### Problemas a resolver
A. Responda, com base no texto sobre a qualidade das informações climáticas, às perguntas abaixo.
(i) De qual instituto é a geógrafa Lucí Hidalgo Nunes?
(ii) Quantas mortes o furacão Catarina provocou?
(iii) Por qual meio a população de Santa Catarina foi informada sobre como identificar os sinais de evolução do furacão?
B. Conte as linhas da listagem que contêm a palavra "beige". Informe somente o número.
**** Trecho da fonte
Pesquisadoras
criticam qualidade das informações climáticas
O
destaque cada vez maior que os veículos de comunicação
dão aos fenômenos meteorológicos e climáticos
vem despertando o interesse de pesquisadores da área das
ciências atmosféricas sobre a qualidade com que essas
informações estão sendo divulgadas pela mídia
e como elas influenciam na percepção das pessoas.
“Muitas vezes, a precisão nas informações
sobre tempo e clima é a diferença entre vida e morte”,
destaca a geógrafa Lucí Hidalgo Nunes, do Instituto
de Geociências da Unicamp, referindo-se à relevância
do acesso a esse tipo de informação como forma de
diminuir a vulnerabilidade das pessoas frente aos riscos ambientais.
Para
exemplificar sua afirmação, a pesquisadora lembra
do caso do furacão Catarina, que atingiu parte do litoral
do Rio Grande do Sul e de Santa Catarina em março de 2004
e provocou a morte de 11 pessoas, além de grandes prejuízos
econômicos. Na ocasião, a população
de Santa Catarina foi informada pelo rádio sobre como identificar
os sinais de evolução do furacão e como se
proteger dele. “Nesse caso, foi uma junção
da comunidade científica com a mídia trabalhando
de maneira muito séria e, com isso, muitas pessoas certamente
foram salvas”, destaca a geógrafa.
********
**** Material do exercício
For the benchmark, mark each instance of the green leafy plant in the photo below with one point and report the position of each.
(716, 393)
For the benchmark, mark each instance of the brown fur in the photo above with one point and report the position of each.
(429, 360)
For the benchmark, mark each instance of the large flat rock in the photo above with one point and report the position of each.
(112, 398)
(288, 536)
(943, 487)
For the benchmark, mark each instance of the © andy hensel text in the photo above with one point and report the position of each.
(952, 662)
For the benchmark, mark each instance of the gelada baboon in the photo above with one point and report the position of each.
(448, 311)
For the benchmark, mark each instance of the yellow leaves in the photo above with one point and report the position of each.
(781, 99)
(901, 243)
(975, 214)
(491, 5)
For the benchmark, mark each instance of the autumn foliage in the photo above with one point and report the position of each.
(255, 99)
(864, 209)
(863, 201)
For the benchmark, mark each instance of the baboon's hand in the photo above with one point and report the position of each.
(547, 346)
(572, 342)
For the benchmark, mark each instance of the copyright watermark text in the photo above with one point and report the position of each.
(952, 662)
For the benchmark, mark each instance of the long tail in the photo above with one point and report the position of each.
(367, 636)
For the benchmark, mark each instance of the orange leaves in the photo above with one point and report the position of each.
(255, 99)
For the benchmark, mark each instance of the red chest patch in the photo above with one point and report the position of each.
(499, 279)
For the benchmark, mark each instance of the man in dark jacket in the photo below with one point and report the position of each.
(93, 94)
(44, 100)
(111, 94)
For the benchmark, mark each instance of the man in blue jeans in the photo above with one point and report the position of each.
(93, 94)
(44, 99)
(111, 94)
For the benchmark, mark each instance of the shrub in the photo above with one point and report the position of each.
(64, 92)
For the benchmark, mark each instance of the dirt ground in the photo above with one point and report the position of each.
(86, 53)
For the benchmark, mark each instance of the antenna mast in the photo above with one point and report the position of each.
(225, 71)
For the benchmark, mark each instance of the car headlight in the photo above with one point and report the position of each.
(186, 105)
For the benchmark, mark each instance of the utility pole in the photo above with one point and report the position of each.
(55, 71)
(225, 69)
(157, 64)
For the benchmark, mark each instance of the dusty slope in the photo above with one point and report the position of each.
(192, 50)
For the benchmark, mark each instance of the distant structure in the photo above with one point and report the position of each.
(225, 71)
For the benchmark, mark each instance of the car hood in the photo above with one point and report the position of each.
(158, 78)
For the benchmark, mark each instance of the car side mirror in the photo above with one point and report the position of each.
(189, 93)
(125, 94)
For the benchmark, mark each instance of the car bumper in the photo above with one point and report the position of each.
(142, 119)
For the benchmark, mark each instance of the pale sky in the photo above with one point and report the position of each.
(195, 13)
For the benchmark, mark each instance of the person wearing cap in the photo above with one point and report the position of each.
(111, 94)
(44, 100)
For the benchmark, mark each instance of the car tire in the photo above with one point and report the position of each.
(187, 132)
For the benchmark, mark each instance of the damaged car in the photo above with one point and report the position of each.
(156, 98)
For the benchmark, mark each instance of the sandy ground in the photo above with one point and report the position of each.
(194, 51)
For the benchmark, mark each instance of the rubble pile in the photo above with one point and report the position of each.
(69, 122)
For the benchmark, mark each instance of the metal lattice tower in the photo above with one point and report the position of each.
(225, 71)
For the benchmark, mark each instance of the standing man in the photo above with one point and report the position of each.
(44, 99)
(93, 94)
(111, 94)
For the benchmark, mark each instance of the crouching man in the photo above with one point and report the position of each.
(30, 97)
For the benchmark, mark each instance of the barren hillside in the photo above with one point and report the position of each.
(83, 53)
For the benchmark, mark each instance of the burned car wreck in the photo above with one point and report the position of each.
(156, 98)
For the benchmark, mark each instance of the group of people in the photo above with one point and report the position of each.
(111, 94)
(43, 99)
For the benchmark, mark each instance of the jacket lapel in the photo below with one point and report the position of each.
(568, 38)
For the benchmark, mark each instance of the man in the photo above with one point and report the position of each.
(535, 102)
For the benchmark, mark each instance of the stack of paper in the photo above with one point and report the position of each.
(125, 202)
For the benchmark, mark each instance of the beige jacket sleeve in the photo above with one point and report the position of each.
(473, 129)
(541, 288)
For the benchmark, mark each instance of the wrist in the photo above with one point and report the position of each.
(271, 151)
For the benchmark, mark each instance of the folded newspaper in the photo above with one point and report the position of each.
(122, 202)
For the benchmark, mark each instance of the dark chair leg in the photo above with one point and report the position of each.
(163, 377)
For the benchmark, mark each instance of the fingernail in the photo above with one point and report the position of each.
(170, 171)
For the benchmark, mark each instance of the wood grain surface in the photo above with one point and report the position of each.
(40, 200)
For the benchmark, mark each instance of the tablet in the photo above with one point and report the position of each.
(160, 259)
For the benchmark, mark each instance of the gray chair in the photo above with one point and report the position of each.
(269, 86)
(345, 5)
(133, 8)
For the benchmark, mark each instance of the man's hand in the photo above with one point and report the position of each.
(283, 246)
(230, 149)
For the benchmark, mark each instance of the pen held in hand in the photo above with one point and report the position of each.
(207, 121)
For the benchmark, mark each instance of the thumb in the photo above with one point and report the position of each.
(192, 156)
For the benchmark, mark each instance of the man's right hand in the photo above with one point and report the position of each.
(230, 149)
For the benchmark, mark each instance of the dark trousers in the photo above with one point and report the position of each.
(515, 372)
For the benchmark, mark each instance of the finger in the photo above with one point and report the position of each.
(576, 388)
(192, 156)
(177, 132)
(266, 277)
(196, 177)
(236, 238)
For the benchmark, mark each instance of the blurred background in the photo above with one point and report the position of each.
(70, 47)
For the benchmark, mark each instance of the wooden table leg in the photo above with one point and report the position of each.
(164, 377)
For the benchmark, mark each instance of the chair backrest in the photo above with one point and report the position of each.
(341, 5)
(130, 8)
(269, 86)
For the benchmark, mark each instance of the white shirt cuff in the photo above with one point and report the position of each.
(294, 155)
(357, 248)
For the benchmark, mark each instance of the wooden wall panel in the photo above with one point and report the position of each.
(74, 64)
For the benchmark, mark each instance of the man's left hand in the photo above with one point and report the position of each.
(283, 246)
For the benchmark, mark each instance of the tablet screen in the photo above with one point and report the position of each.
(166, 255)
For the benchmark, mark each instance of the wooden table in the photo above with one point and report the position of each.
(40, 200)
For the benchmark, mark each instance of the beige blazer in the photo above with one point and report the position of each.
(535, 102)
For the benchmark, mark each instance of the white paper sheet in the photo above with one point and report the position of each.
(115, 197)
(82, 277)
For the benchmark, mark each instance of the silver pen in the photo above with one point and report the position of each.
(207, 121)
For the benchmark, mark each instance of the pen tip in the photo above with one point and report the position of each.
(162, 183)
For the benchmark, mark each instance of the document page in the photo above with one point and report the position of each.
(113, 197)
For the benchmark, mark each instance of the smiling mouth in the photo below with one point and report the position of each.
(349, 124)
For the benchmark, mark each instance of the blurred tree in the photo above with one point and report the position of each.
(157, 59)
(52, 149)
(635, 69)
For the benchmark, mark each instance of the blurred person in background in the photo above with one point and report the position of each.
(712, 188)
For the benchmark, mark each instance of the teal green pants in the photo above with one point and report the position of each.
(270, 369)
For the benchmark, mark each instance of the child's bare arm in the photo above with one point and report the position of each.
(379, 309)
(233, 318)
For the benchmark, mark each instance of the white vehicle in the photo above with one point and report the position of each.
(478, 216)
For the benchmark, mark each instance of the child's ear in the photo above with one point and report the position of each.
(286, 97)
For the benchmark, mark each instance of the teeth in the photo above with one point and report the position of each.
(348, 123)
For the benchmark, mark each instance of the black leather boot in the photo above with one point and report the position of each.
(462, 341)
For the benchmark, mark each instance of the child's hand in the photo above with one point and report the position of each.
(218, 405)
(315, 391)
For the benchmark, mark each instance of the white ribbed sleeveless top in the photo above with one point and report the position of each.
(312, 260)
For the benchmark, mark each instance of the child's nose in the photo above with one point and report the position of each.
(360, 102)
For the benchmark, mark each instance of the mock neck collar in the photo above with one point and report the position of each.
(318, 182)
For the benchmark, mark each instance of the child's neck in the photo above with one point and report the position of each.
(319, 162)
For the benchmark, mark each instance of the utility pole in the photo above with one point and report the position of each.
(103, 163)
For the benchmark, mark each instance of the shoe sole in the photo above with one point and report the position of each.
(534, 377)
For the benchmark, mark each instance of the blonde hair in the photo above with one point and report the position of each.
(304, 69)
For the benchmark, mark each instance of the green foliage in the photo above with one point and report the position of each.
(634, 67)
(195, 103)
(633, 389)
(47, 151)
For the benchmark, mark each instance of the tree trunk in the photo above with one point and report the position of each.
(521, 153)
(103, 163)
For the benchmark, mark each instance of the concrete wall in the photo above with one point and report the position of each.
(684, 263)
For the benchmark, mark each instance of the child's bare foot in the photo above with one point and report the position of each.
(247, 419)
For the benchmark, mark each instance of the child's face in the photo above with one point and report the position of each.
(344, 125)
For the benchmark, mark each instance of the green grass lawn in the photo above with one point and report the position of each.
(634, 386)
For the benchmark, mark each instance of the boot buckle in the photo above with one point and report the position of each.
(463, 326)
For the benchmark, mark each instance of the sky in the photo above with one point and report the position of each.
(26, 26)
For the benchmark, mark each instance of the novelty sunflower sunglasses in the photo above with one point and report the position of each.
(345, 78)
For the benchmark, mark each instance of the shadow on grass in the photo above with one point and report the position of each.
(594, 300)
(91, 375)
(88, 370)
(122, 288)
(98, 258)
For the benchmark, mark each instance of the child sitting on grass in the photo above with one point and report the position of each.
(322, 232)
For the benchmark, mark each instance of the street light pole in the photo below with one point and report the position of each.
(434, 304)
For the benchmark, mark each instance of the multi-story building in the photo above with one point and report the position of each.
********
### Respostas finais
A.
(i) Do Instituto de Geociências da Unicamp.
(ii) Provocou a morte de 11 pessoas.
(iii) Pelo rádio.

B. 2